--- PROBLEM REQUIREMENTS ---
Report each line in the rows below that contains the word "tree", copying every such line in full.

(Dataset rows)
[start]

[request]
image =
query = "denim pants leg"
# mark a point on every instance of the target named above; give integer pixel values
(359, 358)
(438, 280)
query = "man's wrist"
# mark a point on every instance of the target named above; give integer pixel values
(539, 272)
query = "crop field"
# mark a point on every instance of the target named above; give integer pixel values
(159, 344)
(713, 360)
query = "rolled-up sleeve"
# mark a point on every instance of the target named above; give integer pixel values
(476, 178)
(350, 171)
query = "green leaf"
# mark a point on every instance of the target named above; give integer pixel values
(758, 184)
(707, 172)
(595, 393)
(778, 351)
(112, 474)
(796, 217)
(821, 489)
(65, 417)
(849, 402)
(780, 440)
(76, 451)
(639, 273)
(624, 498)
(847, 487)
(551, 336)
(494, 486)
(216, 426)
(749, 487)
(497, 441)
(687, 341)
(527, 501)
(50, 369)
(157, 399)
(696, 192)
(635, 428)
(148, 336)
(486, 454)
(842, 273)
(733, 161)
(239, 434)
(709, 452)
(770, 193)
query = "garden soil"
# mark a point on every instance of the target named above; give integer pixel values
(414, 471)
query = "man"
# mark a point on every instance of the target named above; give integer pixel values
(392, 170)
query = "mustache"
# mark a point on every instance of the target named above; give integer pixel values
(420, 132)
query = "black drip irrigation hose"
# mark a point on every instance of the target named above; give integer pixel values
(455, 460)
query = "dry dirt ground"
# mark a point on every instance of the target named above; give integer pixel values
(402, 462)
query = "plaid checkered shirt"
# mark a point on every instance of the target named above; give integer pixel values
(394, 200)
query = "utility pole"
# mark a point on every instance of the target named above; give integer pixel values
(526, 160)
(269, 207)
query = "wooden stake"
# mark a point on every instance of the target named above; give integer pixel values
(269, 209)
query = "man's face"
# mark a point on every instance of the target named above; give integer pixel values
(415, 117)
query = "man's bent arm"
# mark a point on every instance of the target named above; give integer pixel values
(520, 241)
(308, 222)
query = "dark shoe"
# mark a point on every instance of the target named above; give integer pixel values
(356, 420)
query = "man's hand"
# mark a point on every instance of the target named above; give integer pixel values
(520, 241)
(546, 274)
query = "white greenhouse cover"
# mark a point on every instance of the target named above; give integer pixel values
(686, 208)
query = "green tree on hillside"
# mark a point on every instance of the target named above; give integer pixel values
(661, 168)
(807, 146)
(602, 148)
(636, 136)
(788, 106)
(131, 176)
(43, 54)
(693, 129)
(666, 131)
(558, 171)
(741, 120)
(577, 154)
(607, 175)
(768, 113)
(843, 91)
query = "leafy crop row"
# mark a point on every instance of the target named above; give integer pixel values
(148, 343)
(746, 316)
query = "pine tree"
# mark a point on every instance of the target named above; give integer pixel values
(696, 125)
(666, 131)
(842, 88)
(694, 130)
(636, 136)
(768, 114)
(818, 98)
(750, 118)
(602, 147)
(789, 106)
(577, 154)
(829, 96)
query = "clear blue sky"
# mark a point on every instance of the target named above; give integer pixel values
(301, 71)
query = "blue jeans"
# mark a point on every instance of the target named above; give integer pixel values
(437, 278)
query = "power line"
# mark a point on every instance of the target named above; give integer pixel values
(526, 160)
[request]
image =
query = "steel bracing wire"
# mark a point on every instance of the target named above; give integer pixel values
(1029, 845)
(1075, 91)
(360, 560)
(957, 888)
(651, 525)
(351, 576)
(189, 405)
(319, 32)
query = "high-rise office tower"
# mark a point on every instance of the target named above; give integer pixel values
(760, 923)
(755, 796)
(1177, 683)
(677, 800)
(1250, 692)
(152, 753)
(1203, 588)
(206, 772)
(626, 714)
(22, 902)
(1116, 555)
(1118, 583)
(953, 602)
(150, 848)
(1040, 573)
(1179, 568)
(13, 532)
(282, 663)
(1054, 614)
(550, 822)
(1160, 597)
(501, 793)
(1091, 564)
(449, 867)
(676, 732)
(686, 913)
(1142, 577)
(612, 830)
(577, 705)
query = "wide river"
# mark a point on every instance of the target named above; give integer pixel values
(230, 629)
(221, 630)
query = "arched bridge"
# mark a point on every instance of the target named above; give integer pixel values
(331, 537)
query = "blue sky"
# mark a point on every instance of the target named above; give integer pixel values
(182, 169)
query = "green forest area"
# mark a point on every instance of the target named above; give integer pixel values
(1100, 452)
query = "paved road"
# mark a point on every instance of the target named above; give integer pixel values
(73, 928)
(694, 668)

[end]

--- SOLUTION FOR THIS PROBLEM ---
query = "green tree on hillside"
query = "pine tree"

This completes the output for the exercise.